• Task to complete: When you copy the records, keep every word exact and leave the pictures out.

• Data listing:
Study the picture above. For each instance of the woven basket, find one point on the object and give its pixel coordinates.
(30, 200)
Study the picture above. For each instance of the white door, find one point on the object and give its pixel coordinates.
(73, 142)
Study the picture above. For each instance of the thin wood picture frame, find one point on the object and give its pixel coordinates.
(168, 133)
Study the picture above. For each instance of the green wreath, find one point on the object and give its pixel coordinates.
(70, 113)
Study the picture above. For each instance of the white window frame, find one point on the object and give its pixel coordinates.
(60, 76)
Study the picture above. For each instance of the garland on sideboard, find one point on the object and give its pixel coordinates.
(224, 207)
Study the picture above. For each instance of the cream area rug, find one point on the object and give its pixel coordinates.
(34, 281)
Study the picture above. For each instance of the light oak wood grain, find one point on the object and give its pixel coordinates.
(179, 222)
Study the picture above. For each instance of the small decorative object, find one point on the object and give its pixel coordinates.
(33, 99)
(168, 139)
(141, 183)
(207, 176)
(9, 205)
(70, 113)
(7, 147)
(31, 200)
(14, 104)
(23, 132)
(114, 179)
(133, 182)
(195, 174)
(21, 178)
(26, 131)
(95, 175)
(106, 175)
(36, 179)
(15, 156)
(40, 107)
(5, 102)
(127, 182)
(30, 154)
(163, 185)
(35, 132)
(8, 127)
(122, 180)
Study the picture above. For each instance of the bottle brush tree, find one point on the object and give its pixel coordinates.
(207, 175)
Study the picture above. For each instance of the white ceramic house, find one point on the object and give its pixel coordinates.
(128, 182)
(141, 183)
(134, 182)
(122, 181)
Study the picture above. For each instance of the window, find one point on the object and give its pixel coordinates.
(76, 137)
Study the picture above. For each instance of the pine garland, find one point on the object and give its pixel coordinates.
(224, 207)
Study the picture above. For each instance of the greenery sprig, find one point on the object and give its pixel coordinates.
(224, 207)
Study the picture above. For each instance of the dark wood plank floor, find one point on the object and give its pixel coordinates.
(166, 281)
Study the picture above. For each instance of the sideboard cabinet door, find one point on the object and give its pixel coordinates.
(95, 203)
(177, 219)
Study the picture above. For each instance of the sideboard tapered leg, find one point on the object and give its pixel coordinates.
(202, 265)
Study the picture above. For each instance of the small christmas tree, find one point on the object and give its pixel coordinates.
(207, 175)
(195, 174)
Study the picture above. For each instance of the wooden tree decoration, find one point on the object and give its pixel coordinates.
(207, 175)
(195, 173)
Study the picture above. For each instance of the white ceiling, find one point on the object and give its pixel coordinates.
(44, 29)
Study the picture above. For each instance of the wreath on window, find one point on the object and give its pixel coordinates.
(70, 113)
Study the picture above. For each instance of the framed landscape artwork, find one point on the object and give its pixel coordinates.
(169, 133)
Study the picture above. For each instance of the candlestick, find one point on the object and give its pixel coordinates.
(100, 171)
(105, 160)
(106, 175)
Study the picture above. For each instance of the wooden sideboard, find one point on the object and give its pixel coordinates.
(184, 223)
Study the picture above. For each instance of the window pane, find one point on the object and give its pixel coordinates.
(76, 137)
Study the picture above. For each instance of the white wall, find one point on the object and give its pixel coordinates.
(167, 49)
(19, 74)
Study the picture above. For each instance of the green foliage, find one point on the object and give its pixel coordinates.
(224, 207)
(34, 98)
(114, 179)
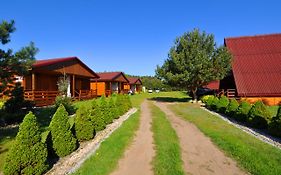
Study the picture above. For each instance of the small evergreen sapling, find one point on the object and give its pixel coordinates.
(63, 140)
(259, 115)
(232, 107)
(96, 117)
(275, 125)
(28, 155)
(84, 128)
(242, 111)
(222, 104)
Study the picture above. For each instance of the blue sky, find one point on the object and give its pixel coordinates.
(133, 35)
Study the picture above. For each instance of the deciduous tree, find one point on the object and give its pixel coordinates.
(194, 61)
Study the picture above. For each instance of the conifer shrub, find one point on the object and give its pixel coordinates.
(112, 109)
(105, 110)
(259, 115)
(209, 101)
(232, 107)
(242, 111)
(28, 155)
(97, 117)
(66, 102)
(84, 127)
(63, 140)
(275, 124)
(214, 103)
(222, 104)
(206, 97)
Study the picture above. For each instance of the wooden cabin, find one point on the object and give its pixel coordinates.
(41, 85)
(109, 83)
(135, 84)
(256, 68)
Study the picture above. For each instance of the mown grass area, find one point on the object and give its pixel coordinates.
(273, 110)
(252, 154)
(168, 154)
(111, 150)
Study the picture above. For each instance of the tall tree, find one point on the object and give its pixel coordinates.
(194, 61)
(13, 63)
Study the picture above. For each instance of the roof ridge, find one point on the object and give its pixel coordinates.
(253, 36)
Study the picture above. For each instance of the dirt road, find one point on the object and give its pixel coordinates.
(199, 154)
(138, 157)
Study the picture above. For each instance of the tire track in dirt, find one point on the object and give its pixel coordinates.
(199, 154)
(138, 157)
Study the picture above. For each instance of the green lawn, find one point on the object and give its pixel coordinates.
(168, 154)
(252, 154)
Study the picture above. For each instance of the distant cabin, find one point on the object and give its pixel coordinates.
(135, 84)
(109, 83)
(41, 85)
(256, 68)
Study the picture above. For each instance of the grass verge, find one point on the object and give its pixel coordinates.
(105, 160)
(168, 156)
(252, 154)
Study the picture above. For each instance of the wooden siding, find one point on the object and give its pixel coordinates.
(100, 86)
(270, 101)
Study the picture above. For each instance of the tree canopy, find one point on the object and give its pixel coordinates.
(11, 63)
(194, 61)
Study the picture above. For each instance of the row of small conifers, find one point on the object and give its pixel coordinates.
(256, 115)
(32, 150)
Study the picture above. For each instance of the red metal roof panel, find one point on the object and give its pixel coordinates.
(256, 64)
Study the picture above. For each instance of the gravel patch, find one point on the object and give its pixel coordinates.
(72, 162)
(259, 134)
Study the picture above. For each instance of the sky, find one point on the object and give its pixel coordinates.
(133, 36)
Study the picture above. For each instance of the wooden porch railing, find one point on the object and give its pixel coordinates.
(87, 94)
(41, 98)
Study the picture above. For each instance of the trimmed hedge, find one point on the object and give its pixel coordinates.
(222, 104)
(63, 140)
(28, 155)
(242, 111)
(259, 116)
(275, 124)
(232, 107)
(97, 117)
(84, 127)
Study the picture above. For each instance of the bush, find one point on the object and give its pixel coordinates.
(96, 117)
(28, 155)
(259, 115)
(209, 101)
(63, 140)
(66, 102)
(275, 124)
(232, 107)
(105, 110)
(84, 128)
(214, 103)
(205, 98)
(242, 111)
(222, 104)
(112, 109)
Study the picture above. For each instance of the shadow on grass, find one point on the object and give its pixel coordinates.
(171, 99)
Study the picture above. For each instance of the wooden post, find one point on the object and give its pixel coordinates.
(73, 86)
(33, 81)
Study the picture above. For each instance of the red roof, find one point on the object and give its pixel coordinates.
(134, 80)
(49, 62)
(256, 64)
(112, 76)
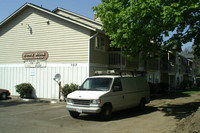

• Result:
Study the picture above. For each instance of the woven basket, find one point on the object and give its pixel coordinates.
(30, 200)
Study the picture above. For each instance of the white door, find one point on the object and give its pixel coordinates.
(73, 142)
Study the picture above. For each instance of the thin wood picture frame, find one point on the object and give its pixel coordinates.
(168, 133)
Study the picture above. For each instance of the green wreath, find one point on the object and give its pixel coordinates.
(70, 113)
Study the picture above. For each instance of the white window frame, find one point on the object and give its pixel coordinates.
(60, 76)
Study the picture above. For each instance of the garland on sideboard, find one point on the object and give its pixel coordinates.
(224, 207)
Study the picture above. For each instance of the cream area rug, find one point on the object and give its pixel coordinates.
(34, 281)
Study the picture above. For each instance of the light oak wood grain, find one point on the object and give its pixel coordinates.
(179, 222)
Study the picture above. For each instance of the small decorative object, find one point on the object and give its pixel coordinates.
(33, 99)
(168, 139)
(141, 183)
(207, 176)
(9, 205)
(70, 113)
(7, 147)
(31, 200)
(14, 104)
(23, 132)
(114, 179)
(133, 182)
(195, 174)
(21, 178)
(26, 131)
(95, 175)
(106, 175)
(36, 179)
(15, 156)
(40, 107)
(5, 102)
(127, 182)
(30, 154)
(163, 185)
(35, 132)
(8, 127)
(122, 180)
Study the picture above. For each instance of the bottle brush tree, find one point on the object and give its pixel coordinates.
(207, 175)
Study the picture above. For each instance of the white ceramic house, find one point on the object and give its pixel coordinates.
(128, 182)
(141, 183)
(134, 182)
(122, 181)
Study the picture above. For each instance of the window, find one point on the object and give its pixel coordinates.
(76, 137)
Study the picture above. For each instance of the pine garland, find one point on the object and give its pixel coordinates.
(224, 207)
Study the picture above. For each instance of the greenery sprig, find one point on the object and give its pixel coordinates.
(224, 207)
Study the picture above. For each instance of the dark wood plank floor, find one point on the object and give its pixel coordinates.
(166, 281)
Study the picture above. For each instance of the sideboard cabinet door, find one point on the object and give its pixel coordinates.
(95, 203)
(177, 219)
Study the picture above. For each instance of the sideboard tapered leg, find one point on the object and give its pixel coordinates.
(202, 265)
Study the picture above. For each instance of the small christmas tree, find one point on the object and give its pixel coordinates.
(207, 175)
(195, 174)
Study the picture above. For each instance of the wooden tree decoration, find one point on the object and give its pixel coordinates.
(207, 175)
(195, 173)
Study the picture above. For each instance of the white ceiling, find one point on the object and give its pixel coordinates.
(44, 29)
Study the picture above. For each instance of the wreath on window, find one point on the object and give its pixel coordinates.
(70, 113)
Study the picture above. For each instance of the framed landscape artwork, find one point on the object and give its pixel coordinates.
(169, 133)
Study the picture above. For each instance of the candlestick, find one point on the object and give its pixel coordinates.
(100, 171)
(105, 160)
(106, 175)
Study the picture above. For each instance of the wooden sideboard, find one point on the object and give its pixel coordinates.
(184, 223)
Study the picture above. For each instance of the window pane, find one point on the object and give its pixel coordinates.
(76, 137)
Study the picture above. For each instance of the white wall, find one point on the object and give its pixel coordinates.
(167, 49)
(19, 74)
Study the picture above. For each instance of the green foliage, find one point on the object and give its pixel coordinates.
(224, 207)
(34, 98)
(114, 179)
Study the picture above. For each instance of the small evergreen sapling, find one point on the object and give its pixel coordinates.
(63, 140)
(259, 115)
(232, 107)
(96, 117)
(275, 125)
(28, 155)
(84, 128)
(242, 111)
(222, 104)
Study the picture above. For each instance of the blue sky, find one point on the object and give its pixel coordinates.
(133, 35)
Study the picture above. For each instance of the deciduous tree, find one point on the object and give its pixel coordinates.
(194, 61)
Study the picture above. For each instance of the conifer shrub, find one point on the object and give its pixel coordinates.
(112, 109)
(105, 110)
(259, 115)
(209, 101)
(232, 107)
(242, 111)
(28, 155)
(97, 117)
(66, 102)
(84, 127)
(63, 140)
(275, 124)
(214, 103)
(222, 104)
(206, 97)
Study the picture above. For each instance of the wooden cabin, find one point on the object and give its pixel coordinates.
(41, 85)
(109, 83)
(135, 84)
(256, 68)
Study the picture above. For each instance of the mown grass area, find one point on the object and give its pixel coordinates.
(273, 110)
(252, 154)
(168, 154)
(111, 150)
Study the picture above. For each instance of the tall tree, find one point on the object and give its pixel coordinates.
(194, 61)
(13, 63)
Study the picture above. For each instance of the roof ridge, find one point on the object and give its pixel coordinates.
(253, 36)
Study the picture above. For each instance of the dirt road, find one point on the object and give its pixel coordinates.
(199, 154)
(138, 157)
Study the picture above. For each instance of the tire track in dirt, find one point on the object and give its pixel coordinates.
(199, 154)
(138, 157)
Study the picture above. For each instance of the green lawn, find one point on the object and give its pixel coordinates.
(168, 154)
(252, 154)
Study the picture above. For each instance of the distant cabin, find one point on the object and give its pixel coordinates.
(135, 84)
(109, 83)
(41, 85)
(256, 68)
Study the picture above. For each instance of the grass verge, find one point on the object and give its pixel coordinates.
(105, 160)
(168, 156)
(252, 154)
Study the picture above. For each instance of the wooden siding, find one point on the object and give its pixel coordinates.
(100, 86)
(270, 101)
Study the picture above. For each instance of the tree canopy, find one point on the object and give its pixel coordinates.
(11, 63)
(194, 61)
Study the picture above. For each instance of the row of small conifers, find one point on the object and give its pixel coordinates.
(256, 115)
(32, 150)
Study the picture above. For each instance of the red metal roof panel, find one point on the object and give its pixel coordinates.
(256, 64)
Study the picture above. For each instance of the gravel patch, find one point on the object and give its pixel coordinates.
(72, 162)
(259, 134)
Study the picture above. For each instance of the sky, find one point on the object and give its pixel coordinates.
(133, 36)
Study the picture above. For each instance of the wooden porch railing, find one point on the object and give its pixel coordinates.
(87, 94)
(41, 98)
Study the picture above. For each instance of the trimmed hedge, find one point on the object and give its pixel coordinates.
(222, 104)
(63, 140)
(28, 155)
(242, 111)
(259, 116)
(275, 124)
(232, 107)
(97, 117)
(84, 127)
Study the picture above. For each instance of the bush, find one point on the object and give its pixel coordinates.
(96, 117)
(28, 155)
(259, 115)
(209, 101)
(63, 140)
(66, 102)
(275, 124)
(232, 107)
(105, 110)
(84, 128)
(214, 103)
(205, 98)
(242, 111)
(222, 104)
(112, 109)
Study the picture above. For each instance of the shadow on grass, find one point on the object and give its pixel coordinates.
(171, 99)
Study the picture above. For each instance of the wooden post, find one point on the object and give its pixel coordinates.
(73, 86)
(33, 81)
Study the picture above. For each instance of the red roof, find one point on the object and give its pixel coordinates.
(134, 80)
(49, 62)
(256, 64)
(112, 76)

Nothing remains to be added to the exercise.